====== Dataset excerpts ======

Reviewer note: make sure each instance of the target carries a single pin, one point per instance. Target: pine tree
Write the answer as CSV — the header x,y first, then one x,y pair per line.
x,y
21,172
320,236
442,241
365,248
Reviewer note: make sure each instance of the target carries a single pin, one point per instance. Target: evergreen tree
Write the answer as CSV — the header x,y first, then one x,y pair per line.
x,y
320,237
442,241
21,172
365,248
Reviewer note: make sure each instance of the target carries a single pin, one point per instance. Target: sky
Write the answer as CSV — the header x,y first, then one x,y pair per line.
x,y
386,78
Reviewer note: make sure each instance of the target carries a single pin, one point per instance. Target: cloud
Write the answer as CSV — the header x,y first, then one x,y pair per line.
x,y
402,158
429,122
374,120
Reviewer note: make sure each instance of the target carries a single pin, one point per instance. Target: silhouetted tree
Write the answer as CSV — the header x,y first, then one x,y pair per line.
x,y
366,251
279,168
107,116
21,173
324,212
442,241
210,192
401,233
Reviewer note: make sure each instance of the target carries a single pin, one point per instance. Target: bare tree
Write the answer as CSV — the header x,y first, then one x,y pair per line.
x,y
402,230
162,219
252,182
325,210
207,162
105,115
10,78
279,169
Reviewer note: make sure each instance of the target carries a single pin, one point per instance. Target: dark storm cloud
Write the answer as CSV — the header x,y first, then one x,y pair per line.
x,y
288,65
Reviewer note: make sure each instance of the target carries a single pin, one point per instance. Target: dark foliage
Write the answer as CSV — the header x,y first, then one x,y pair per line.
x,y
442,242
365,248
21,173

======
====== Dataset excerpts ======

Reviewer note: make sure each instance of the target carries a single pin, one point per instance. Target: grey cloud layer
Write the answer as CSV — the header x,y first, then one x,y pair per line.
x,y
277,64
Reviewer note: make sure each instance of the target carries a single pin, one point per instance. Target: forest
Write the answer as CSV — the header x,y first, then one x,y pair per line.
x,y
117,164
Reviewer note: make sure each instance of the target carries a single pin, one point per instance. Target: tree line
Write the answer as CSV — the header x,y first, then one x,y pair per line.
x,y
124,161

======

- [About this exercise]
Where does the word "tree" show up in the material? Copy out each line that has it.

- [Response area]
Reviewer note: make sure each instance of the target carries a single pin, one point per instance. Target: pine tree
Reviewer note: make sure each instance of the target carries a single pin, one point per instance. Target: evergreen tree
Reviewer note: make sure each instance of the target carries a single pin, one point per instance. Target: silhouetted tree
Reviewer note: make sure each instance of the target carries a single pin, one point per instance. Target: bare tree
Reviewer note: make sure each instance of the target carries a single pin, one point per instance. Target: tree line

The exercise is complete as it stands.